Problem to work on:
Repeat each of the entries below word for word, from the first line through the last.
## BEGIN
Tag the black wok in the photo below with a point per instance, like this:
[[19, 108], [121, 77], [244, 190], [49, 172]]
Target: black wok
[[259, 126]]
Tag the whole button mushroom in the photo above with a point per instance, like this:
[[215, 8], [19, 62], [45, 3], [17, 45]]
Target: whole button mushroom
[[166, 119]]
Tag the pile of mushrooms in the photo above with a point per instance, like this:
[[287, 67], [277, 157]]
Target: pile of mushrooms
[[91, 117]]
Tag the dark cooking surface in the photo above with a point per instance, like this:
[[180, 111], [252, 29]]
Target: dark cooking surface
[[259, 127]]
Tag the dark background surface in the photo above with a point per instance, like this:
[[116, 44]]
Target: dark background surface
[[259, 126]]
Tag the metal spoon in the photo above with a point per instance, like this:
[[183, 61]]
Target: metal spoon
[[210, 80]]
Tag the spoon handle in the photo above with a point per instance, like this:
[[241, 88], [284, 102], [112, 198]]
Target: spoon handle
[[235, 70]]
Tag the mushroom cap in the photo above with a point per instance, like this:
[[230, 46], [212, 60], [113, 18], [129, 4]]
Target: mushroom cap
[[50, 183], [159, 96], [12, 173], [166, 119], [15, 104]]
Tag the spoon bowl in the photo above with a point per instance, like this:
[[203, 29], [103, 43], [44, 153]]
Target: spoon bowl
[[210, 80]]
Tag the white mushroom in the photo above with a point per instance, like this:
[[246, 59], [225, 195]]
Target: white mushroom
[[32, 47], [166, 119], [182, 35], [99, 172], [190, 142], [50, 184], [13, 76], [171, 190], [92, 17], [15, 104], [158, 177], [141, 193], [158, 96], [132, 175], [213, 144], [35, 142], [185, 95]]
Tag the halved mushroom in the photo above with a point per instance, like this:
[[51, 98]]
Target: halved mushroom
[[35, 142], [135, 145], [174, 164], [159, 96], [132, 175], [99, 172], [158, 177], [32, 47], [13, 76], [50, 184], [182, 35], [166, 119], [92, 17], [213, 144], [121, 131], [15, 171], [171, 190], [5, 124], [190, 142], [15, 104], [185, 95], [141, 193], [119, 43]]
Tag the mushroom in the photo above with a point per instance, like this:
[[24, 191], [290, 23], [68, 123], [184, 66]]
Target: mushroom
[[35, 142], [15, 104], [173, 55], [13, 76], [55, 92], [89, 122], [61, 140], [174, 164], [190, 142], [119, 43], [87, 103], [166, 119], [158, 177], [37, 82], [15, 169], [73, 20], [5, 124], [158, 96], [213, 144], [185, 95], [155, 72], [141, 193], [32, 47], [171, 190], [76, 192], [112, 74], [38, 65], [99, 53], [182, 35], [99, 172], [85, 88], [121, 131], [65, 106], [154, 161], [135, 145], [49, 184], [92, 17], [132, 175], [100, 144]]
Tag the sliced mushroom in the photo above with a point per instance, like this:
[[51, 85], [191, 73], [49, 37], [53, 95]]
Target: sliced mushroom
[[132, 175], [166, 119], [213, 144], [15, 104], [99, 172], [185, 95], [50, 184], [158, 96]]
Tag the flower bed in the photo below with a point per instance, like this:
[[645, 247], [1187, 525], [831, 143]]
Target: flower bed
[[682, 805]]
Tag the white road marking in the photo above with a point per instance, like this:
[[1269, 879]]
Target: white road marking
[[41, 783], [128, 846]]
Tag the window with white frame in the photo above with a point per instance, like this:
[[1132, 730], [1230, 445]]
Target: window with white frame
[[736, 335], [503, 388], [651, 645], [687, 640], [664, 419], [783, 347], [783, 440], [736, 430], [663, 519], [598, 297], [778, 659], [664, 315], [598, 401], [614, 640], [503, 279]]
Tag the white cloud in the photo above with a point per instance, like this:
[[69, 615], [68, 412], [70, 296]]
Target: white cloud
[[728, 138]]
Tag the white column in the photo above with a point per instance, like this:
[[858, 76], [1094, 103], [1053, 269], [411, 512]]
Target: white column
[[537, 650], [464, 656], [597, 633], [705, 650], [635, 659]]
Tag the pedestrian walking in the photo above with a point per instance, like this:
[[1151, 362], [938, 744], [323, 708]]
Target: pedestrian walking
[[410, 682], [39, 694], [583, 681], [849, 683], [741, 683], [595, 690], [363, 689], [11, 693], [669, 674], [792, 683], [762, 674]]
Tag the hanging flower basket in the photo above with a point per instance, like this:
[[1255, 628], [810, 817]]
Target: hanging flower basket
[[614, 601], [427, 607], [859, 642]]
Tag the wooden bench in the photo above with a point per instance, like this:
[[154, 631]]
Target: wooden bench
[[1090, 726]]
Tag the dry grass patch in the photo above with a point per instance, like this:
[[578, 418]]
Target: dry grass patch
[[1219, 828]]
## END
Exercise result:
Tag the black wok in the photo below with a point per instance, like this:
[[19, 108], [121, 77], [244, 190], [49, 172]]
Target: black wok
[[259, 126]]
Tag the whole button mushroom in the photo above with a point per instance, like this:
[[215, 8], [19, 62], [45, 3], [17, 45]]
Target: whole button mushroom
[[166, 119]]
Tag the pile of mushrooms in the photo above with a point per instance, like this:
[[287, 67], [277, 157]]
Target: pile of mushrooms
[[91, 117]]
Tag the dark cooking surface in the photo above with a point per instance, like this:
[[180, 111], [252, 29]]
Target: dark cooking surface
[[259, 127]]
Tag the dark background surface in the photo above with a point per instance, like this:
[[116, 44]]
Target: dark background surface
[[259, 126]]
Tag the metal spoon in the photo above with a point per instance, like this:
[[183, 61]]
Target: metal spoon
[[210, 80]]
Tag the spoon handle in the photo above with a point per instance, like this:
[[241, 88], [284, 102], [112, 198]]
Target: spoon handle
[[235, 70]]
Tag the mushroom cap in the photo above with a point per instance, like this:
[[230, 46], [212, 60], [113, 18], [129, 4]]
Target: mushroom cap
[[50, 183], [159, 96], [12, 173], [166, 119], [15, 104]]
Tag the spoon bowl in the photo above with a point per instance, like this:
[[203, 29], [103, 43], [44, 153]]
Target: spoon bowl
[[210, 80]]
Tag the white mushroom in the photo above with a point per instance, like this:
[[246, 59], [225, 195]]
Target: white mushroom
[[32, 47], [166, 119], [182, 35], [99, 172], [190, 142], [50, 184], [13, 76], [171, 190], [92, 17], [15, 104], [158, 177], [141, 193], [158, 96], [132, 175], [213, 144], [35, 142], [185, 95]]
Tag the halved mushroom in the photo above with a point per instance, like this:
[[51, 98]]
Target: halved mushroom
[[35, 142], [135, 145], [174, 164], [159, 96], [132, 175], [99, 172], [158, 177], [32, 47], [13, 76], [50, 184], [182, 35], [166, 119], [92, 17], [213, 144], [121, 131], [15, 171], [171, 190], [5, 124], [190, 142], [15, 104], [185, 95], [141, 193], [119, 43]]
Tag the mushroom in the photo above with a point per instance, like this:
[[24, 191], [290, 23], [68, 123], [184, 66]]
Target: mushroom
[[35, 142], [15, 104], [173, 55], [13, 76], [55, 92], [89, 122], [61, 140], [174, 164], [190, 142], [119, 43], [87, 103], [166, 119], [158, 177], [37, 82], [15, 169], [73, 20], [5, 124], [158, 96], [213, 144], [185, 95], [155, 72], [141, 193], [32, 47], [171, 190], [76, 192], [112, 74], [38, 65], [99, 53], [182, 35], [99, 172], [85, 88], [121, 131], [65, 106], [154, 161], [135, 145], [49, 184], [92, 17], [132, 175], [100, 144]]
Tag the sliced mushroom in the photo above with a point per instance, like this:
[[51, 85], [191, 73], [49, 37], [53, 95]]
Target: sliced mushroom
[[132, 175], [166, 119], [213, 144], [15, 104], [99, 172], [185, 95], [50, 184], [158, 96]]
Tag the flower bed in the photo below with a point per instance, like this:
[[645, 247], [1187, 525], [831, 143]]
Target: flower bed
[[682, 805]]
Tag the white road marking in the photo above with a point per instance, like this:
[[1269, 879]]
Target: white road marking
[[41, 783], [128, 846]]
Tag the window with white frame in the photo above with a point per instance, like this:
[[1132, 730], [1230, 445]]
Target: window with white frame
[[736, 335], [503, 388], [651, 645], [687, 640], [664, 419], [783, 347], [783, 440], [736, 430], [663, 519], [598, 297], [778, 659], [664, 315], [598, 401], [614, 640], [503, 279]]
Tag the white cloud in the photo above with a point per instance, like this:
[[69, 615], [68, 412], [70, 296]]
Target: white cloud
[[728, 138]]
Tag the white column in the photo above with a point per instance, like this:
[[858, 76], [1094, 103], [1053, 269], [411, 512]]
Target: white column
[[537, 650], [464, 656], [597, 633], [705, 650], [635, 659]]
Tag the pedestrian walking in the photo above with a point per instance, like this:
[[1151, 362], [938, 744], [323, 708]]
Target: pedestrian walking
[[410, 682], [39, 694], [583, 681], [849, 683], [741, 683], [595, 690], [363, 689], [11, 693], [669, 674], [792, 683], [762, 674]]
Tag the hanging flower basket in the photo above with a point per instance, like this:
[[1255, 628], [810, 817]]
Target: hanging flower basket
[[614, 601], [427, 607], [859, 642]]
Tag the wooden bench in the photo above with a point per instance, like this:
[[154, 631]]
Target: wooden bench
[[1090, 726]]
Tag the dry grass patch in the photo above with a point per instance, like this:
[[578, 418]]
Target: dry grass patch
[[1219, 828]]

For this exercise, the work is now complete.